» Dataset items
++++++

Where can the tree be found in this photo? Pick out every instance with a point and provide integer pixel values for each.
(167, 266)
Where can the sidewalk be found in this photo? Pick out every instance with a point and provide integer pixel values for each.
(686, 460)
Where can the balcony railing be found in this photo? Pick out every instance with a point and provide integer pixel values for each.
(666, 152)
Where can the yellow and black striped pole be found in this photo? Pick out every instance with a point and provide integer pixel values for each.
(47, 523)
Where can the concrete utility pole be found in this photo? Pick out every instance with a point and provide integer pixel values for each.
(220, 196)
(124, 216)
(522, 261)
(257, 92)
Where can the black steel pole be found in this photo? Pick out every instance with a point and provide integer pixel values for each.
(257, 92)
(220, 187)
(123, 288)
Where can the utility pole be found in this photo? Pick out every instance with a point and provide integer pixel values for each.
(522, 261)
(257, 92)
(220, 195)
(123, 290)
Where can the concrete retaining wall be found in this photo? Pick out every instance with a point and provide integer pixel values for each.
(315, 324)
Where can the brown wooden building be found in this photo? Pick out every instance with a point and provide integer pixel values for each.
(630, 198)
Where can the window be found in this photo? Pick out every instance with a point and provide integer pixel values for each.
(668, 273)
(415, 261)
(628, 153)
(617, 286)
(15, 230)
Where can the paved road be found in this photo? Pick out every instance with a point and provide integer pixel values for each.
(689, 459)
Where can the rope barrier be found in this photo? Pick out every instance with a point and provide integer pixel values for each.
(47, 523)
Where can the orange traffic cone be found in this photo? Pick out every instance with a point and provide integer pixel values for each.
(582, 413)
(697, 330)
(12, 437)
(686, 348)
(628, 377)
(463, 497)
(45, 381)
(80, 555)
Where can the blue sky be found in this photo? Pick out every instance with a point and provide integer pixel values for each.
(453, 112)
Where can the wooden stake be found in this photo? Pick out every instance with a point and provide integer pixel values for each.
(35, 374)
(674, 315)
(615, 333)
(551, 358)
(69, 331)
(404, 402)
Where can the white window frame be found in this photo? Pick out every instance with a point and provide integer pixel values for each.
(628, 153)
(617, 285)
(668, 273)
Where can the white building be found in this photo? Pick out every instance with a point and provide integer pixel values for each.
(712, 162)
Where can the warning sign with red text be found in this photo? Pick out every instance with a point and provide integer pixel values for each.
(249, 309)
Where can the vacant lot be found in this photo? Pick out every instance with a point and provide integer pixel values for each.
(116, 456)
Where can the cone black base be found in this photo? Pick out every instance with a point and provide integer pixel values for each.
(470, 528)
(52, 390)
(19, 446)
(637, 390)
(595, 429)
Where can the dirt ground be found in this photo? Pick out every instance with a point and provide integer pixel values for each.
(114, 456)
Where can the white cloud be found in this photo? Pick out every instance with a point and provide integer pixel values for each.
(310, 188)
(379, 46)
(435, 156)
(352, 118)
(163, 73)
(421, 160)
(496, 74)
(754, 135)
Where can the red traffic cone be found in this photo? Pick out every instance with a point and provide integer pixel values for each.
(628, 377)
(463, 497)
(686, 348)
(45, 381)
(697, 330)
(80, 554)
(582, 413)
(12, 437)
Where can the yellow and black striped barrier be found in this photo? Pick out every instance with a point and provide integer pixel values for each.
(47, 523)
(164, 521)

++++++

» Work to be completed
Repeat the records above exactly, leaving none out.

» Written response
Where can the tree be found in this photo? Pick out every instance with a point and provide integer pixel values for each.
(167, 266)
Where can the sidewalk be found in this photo? Pick out every instance with a point and provide integer pixel values for each.
(686, 460)
Where can the balcony railing be found in this photo? Pick out every instance with a point and provide integer pixel values for each.
(666, 152)
Where can the yellow and black striped pole be found in this photo? Pick out every instance with a point and provide integer pixel values for each.
(47, 523)
Where can the concrete utility pole be found in this photo? Pick out every instance with a point and provide integer pixel values for each.
(220, 196)
(124, 216)
(522, 261)
(257, 92)
Where can the black steel pole be found in this photo? Pick out every instance with a point and provide integer pixel values for each.
(257, 92)
(220, 187)
(123, 288)
Where can the utility pole be found in this photo? Pick out every instance with a point and provide integer pixel values for each.
(522, 261)
(257, 92)
(220, 195)
(123, 290)
Where can the concrete retaining wall be found in this photo? Pick out every instance with a point and provide integer pixel values for each.
(315, 324)
Where can the brown wooden building be found in this photo? Pick out every instance with a point and provide integer pixel values for each.
(630, 198)
Where can the window be found in this photo? Pick out every instance with a point and provide integer pixel values for each.
(668, 273)
(415, 261)
(628, 153)
(617, 286)
(15, 230)
Where can the paved road be found in this photo? Pick out every instance with a point and provide integer pixel values for each.
(689, 459)
Where can the rope barrier be found in this photo? Pick out every instance with a point and provide integer pixel values for each.
(47, 523)
Where can the orange traffic cone be found in this photo? Pick out every instance with a point and provide integer pixel values for each.
(582, 413)
(697, 330)
(12, 437)
(686, 348)
(628, 377)
(463, 497)
(45, 381)
(80, 555)
Where can the blue sky be found in this photo? Pick out every instance with a point and provide integer pixel values for each.
(453, 112)
Where can the wooden stake be found in this photo? Pick out every instance with a point and provide integer pixel values for each.
(35, 374)
(674, 315)
(615, 333)
(551, 358)
(69, 331)
(404, 402)
Where can the white window frame be found in this photo? Pick out every instance with a point and provide integer pixel values for each.
(628, 153)
(617, 285)
(668, 273)
Where can the white building be found in this photo? Pick out every instance with a point and provide integer pixel values for each.
(712, 162)
Where can the warning sign with red text be found in this photo? Pick out every instance with a point and provide integer pixel values for each.
(249, 309)
Where can the vacant lot be found in this photo? Pick out every instance with a point and provide integer pixel values for each.
(116, 456)
Where can the cone black base be found in this photo? Pick out every instance with a point and provide integer pixel values for each.
(470, 528)
(52, 390)
(19, 446)
(637, 390)
(595, 429)
Where can the dirt ground be found in this photo? Pick out every instance with a point and provide integer pixel values for each.
(114, 456)
Where can the white cloud be found in this photo? Pick out every instance with a point and provide integer pixel values for each.
(310, 188)
(379, 46)
(435, 156)
(352, 118)
(163, 73)
(421, 160)
(496, 74)
(754, 135)
Where can the red traffic cone be found in this photo? Pick out every instance with a point and provide integer pixel values for each.
(628, 377)
(463, 497)
(686, 348)
(45, 381)
(697, 330)
(80, 554)
(582, 413)
(12, 437)
Where can the yellow and black striped barrier be found in this photo? Pick out every instance with a point and provide integer pixel values for each.
(47, 523)
(164, 521)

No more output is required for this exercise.